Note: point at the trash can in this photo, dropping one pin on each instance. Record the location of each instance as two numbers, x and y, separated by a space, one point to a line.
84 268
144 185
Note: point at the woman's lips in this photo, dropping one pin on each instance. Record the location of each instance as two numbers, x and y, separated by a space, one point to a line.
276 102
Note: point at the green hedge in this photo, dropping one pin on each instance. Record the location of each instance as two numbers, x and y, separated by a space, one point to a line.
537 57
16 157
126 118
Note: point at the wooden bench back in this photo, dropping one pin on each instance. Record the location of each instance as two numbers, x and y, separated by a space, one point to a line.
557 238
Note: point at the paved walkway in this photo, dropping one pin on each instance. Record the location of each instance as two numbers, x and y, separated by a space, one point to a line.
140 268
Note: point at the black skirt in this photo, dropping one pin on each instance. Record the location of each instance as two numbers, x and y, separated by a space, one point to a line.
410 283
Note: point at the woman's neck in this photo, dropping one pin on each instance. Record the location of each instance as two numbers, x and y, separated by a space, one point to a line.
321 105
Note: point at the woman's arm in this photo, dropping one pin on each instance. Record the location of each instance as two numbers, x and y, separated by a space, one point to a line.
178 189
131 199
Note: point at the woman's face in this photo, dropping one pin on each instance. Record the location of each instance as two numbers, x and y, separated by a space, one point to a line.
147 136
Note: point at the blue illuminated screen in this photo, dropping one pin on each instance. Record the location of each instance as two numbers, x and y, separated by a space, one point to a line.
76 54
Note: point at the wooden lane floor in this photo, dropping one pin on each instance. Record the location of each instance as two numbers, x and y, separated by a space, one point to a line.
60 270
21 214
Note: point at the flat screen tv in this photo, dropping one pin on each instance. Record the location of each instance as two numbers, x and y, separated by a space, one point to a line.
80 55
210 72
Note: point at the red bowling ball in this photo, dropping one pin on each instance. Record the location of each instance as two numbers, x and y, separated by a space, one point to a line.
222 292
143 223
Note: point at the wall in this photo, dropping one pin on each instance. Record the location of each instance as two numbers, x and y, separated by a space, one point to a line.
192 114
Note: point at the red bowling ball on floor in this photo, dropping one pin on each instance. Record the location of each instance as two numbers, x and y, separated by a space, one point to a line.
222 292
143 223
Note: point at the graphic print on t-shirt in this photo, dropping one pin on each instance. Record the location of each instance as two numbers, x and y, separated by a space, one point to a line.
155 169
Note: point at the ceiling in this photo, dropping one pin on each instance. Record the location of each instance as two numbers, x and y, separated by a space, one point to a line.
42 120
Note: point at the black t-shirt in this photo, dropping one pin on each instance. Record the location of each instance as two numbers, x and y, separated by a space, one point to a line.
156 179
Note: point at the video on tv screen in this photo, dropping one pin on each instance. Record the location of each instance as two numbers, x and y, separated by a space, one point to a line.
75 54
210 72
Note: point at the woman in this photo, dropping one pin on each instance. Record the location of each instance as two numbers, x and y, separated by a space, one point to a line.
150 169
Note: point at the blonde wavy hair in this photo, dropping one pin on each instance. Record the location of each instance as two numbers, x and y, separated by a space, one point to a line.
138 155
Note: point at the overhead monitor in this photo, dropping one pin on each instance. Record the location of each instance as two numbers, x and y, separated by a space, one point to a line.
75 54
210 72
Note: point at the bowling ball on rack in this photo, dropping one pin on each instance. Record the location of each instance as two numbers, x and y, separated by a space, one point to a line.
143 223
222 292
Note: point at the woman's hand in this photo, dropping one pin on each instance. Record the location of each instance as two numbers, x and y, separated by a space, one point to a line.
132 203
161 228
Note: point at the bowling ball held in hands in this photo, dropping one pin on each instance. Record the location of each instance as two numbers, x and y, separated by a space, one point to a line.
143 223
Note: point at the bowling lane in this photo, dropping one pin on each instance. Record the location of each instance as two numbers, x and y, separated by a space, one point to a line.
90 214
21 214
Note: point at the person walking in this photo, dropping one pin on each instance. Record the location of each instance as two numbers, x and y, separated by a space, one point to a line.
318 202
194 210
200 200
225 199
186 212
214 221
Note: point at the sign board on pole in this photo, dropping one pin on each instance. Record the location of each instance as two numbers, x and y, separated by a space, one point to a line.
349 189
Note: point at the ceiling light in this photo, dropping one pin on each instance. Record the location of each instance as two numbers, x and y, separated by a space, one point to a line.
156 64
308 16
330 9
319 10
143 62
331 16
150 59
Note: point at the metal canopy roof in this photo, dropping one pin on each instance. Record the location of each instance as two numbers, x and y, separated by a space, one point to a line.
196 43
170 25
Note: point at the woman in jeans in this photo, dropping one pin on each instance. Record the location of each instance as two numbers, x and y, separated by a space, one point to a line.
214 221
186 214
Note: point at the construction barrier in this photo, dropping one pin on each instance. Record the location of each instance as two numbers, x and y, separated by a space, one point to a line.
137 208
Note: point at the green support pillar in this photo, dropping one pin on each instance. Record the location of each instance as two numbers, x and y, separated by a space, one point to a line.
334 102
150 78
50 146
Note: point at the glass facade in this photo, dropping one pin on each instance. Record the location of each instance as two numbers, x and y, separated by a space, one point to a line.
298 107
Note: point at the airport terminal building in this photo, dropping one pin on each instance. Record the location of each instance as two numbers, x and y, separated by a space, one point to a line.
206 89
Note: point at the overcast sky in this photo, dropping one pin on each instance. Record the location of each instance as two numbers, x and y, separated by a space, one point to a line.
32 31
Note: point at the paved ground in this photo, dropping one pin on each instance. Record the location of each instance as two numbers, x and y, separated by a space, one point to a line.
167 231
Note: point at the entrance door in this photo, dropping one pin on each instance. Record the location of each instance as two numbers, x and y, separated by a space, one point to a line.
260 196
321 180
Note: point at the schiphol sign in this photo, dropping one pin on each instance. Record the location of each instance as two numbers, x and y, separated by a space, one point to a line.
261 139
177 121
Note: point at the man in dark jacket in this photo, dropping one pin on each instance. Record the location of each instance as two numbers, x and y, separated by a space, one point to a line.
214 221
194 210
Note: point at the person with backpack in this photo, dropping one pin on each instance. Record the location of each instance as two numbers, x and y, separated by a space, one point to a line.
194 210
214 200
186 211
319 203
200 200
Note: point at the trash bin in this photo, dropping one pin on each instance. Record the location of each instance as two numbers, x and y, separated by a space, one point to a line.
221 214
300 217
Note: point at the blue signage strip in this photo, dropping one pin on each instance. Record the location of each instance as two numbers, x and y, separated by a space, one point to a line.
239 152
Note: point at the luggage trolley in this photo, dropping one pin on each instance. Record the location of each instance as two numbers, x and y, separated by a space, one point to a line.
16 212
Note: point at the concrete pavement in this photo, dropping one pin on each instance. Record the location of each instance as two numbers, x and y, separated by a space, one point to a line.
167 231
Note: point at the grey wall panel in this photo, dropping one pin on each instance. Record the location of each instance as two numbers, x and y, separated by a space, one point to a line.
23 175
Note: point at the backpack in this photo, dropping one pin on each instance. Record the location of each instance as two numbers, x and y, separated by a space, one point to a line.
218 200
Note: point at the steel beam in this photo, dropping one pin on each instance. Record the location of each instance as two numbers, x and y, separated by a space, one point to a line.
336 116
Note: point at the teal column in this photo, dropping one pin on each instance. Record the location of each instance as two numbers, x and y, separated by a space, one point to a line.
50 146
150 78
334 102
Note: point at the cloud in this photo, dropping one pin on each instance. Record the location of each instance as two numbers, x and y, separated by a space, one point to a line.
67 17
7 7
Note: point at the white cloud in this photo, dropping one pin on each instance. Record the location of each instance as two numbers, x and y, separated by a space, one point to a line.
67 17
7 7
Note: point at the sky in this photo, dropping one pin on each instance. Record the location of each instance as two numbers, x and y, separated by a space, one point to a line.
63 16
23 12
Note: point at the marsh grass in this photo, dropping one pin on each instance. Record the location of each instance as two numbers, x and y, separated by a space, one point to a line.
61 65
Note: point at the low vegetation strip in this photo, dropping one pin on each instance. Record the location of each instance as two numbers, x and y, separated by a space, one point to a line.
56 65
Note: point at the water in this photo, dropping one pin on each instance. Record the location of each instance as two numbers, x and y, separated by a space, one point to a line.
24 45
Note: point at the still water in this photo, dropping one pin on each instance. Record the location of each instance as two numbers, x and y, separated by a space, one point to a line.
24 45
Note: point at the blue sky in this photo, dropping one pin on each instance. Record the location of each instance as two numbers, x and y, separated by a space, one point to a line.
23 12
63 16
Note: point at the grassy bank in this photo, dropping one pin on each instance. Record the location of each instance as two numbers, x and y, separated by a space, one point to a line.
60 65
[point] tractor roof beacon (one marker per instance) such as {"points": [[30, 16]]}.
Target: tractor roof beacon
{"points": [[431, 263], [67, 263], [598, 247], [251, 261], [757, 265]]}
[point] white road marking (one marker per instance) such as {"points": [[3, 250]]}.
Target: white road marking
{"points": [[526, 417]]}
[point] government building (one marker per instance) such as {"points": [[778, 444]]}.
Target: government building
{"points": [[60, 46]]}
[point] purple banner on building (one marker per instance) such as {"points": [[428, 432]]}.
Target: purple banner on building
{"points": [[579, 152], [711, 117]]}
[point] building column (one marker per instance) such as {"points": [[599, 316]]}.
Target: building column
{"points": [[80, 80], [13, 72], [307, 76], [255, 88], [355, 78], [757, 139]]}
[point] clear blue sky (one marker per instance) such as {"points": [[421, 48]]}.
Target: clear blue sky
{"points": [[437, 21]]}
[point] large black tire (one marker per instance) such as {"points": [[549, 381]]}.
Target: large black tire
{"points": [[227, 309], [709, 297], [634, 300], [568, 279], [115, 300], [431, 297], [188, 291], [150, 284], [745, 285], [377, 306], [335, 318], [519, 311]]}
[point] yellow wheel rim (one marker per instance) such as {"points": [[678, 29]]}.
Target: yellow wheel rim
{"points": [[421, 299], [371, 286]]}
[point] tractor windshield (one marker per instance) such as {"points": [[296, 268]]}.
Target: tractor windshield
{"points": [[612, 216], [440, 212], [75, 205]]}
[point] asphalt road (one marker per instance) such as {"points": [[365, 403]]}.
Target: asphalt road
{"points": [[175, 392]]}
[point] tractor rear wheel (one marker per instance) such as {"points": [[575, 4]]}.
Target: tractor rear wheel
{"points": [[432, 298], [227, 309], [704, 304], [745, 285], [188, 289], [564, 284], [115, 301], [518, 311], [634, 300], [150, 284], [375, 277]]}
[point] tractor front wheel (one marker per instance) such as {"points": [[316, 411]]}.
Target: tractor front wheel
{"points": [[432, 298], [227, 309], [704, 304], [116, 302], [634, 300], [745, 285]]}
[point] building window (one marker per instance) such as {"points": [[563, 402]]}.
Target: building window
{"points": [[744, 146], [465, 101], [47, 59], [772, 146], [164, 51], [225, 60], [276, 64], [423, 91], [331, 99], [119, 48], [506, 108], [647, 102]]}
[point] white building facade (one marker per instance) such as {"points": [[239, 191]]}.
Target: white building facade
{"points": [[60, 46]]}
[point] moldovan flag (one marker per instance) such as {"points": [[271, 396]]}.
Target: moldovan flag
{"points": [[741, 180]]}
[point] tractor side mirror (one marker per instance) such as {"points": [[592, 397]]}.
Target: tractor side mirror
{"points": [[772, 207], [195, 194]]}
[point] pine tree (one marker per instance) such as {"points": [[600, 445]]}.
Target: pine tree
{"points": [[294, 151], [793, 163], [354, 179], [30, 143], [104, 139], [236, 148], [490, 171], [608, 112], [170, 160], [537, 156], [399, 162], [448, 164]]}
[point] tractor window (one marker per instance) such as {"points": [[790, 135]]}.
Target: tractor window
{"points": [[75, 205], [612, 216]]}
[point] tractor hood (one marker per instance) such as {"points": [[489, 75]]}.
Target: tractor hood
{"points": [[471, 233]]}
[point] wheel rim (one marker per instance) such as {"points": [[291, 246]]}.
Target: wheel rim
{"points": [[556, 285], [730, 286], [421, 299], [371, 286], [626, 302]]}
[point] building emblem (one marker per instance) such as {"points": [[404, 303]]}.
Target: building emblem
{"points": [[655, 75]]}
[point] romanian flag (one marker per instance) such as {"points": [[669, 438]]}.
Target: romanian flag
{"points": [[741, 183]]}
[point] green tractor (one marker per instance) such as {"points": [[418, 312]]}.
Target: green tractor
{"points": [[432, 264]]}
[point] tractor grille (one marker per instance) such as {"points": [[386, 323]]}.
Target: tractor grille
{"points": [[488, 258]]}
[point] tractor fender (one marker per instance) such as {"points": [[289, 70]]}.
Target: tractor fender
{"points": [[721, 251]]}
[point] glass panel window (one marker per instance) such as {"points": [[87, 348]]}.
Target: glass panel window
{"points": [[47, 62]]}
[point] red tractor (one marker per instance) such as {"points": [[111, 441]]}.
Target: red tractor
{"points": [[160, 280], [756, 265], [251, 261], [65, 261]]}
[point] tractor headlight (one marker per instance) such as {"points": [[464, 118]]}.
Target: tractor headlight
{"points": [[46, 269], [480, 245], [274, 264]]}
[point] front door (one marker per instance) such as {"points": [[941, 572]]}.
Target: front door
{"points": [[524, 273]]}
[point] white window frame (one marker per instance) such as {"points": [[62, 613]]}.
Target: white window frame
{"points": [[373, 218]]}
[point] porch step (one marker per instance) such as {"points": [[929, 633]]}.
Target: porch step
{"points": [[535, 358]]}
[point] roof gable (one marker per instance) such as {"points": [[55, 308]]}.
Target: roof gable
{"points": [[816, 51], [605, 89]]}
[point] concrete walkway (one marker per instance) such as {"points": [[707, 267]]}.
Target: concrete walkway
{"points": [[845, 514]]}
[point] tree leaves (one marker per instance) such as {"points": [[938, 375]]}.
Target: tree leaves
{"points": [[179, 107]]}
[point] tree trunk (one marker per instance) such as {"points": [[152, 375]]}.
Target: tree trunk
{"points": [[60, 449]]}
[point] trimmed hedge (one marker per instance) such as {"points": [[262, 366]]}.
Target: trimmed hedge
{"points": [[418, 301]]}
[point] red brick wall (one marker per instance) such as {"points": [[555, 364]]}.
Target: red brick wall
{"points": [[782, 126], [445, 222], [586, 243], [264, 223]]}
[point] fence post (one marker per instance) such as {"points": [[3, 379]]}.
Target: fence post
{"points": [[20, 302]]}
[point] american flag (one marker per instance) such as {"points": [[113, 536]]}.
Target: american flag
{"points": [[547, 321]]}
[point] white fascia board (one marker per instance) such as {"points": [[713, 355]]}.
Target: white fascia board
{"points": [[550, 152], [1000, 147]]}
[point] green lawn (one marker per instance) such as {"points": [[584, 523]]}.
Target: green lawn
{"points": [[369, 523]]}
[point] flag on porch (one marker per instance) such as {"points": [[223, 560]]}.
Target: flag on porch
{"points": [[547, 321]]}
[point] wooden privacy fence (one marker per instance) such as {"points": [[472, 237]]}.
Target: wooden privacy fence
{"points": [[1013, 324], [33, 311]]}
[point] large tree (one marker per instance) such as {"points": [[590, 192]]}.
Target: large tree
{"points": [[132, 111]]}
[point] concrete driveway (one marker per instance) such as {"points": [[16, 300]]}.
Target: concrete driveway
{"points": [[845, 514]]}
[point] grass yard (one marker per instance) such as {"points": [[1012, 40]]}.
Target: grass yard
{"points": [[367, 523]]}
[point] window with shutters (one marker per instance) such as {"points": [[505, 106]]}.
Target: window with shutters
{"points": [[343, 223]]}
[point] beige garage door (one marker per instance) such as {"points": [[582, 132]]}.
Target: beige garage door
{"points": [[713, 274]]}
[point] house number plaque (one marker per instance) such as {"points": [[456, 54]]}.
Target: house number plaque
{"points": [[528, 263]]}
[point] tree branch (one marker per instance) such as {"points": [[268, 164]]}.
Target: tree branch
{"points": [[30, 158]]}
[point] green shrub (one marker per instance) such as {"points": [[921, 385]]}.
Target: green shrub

▶ _TASK OBJECTIVE_
Copy every line of the listing containing the string "shrub".

▶ _TASK OUTPUT_
[point] green shrub (one marker per instance) such as {"points": [[921, 385]]}.
Target: green shrub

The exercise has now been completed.